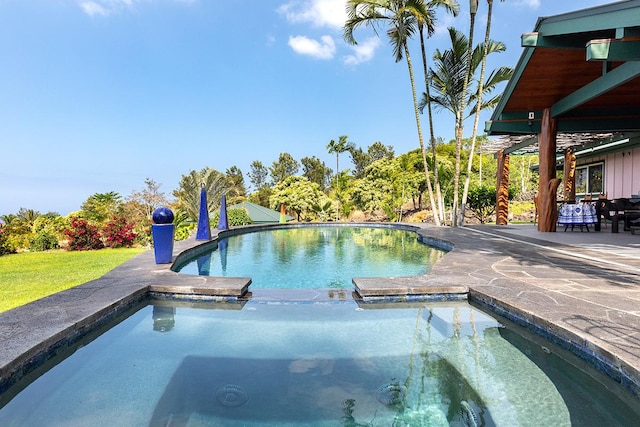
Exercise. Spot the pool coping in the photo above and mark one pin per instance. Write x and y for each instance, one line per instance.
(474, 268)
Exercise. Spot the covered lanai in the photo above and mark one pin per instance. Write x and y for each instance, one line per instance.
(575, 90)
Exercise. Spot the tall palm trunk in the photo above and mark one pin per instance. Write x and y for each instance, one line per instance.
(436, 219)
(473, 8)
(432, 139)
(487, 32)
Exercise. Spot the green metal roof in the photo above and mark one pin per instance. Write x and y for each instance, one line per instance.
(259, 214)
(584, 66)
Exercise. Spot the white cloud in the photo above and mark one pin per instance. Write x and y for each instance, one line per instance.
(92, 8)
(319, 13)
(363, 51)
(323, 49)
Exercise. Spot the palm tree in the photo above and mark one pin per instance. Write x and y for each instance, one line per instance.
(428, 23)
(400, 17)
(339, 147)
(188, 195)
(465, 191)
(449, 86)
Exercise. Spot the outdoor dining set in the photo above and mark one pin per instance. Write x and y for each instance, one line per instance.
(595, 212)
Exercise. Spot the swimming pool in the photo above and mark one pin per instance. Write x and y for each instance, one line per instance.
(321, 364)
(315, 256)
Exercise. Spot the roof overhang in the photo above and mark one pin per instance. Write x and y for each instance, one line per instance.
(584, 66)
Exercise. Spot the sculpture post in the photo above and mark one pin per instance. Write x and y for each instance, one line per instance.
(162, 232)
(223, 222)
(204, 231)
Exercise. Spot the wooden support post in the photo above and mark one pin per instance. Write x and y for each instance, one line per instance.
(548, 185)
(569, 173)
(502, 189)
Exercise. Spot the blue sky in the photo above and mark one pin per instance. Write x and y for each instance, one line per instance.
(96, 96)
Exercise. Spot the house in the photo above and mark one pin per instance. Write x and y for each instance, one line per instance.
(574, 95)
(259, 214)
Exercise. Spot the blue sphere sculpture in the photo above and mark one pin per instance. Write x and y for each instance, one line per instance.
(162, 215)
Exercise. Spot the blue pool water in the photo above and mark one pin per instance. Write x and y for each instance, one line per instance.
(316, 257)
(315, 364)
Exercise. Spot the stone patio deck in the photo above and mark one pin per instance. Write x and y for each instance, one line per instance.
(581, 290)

________________

### Work item
Give back exactly the lines from the one containing "Exercise. Spot the blue pool" through the last line of the records.

### Result
Exercise. Spot the blue pool water in the photo above and mark one pin per instance. Write x and y for each instance, one line per instance.
(316, 257)
(315, 364)
Exercise. Spot the stone patio deck in the photo above and mark one pin per instance. Write x and y for each instance, one line per instance.
(581, 290)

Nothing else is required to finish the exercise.